Dataset entries
☆ ☆ ☆

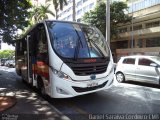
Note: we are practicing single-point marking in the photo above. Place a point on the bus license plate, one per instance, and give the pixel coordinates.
(92, 84)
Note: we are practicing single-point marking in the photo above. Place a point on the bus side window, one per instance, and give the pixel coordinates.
(42, 44)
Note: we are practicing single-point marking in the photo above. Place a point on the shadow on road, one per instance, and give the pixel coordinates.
(143, 84)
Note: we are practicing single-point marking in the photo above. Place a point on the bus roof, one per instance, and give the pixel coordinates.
(72, 22)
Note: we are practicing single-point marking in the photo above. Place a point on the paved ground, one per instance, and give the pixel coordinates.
(126, 99)
(29, 106)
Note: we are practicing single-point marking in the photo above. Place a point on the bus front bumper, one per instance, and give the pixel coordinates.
(69, 88)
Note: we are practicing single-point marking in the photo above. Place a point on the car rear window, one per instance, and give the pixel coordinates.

☆ ☆ ☆

### Task to complete
Could the entries above be copied out exactly, with no pictures included?

### Exercise output
Note: we are practicing single-point marking in the photo above. Place a point on the bus license plate, one per instance, and give the pixel coordinates.
(92, 84)
Note: we are practicing single-point marking in the photo above. Place a point on the bus side window, one per instance, and give the pixel coordinates.
(42, 44)
Note: we are practicing single-point marking in the photo above. Place a point on the shadow on road, one per instance, and give the pixel coordinates.
(143, 84)
Note: we are practicing single-point marking in the photo above. Place a point on the bus roof, one per instance, and give the pixel coordinates.
(72, 22)
Note: we are practicing single-point marking in the photo above. Place a point on the paved ground, one per instance, and give the pixel coordinates.
(126, 99)
(29, 106)
Note: we are practicing single-point marking in the photo above. Place a point on the bus front bumper, one per instance, and give the pixel coordinates.
(69, 88)
Note: we are practicing single-point marking in the photo above. Place a point on the car rear window, one per instance, and give the pixel coordinates.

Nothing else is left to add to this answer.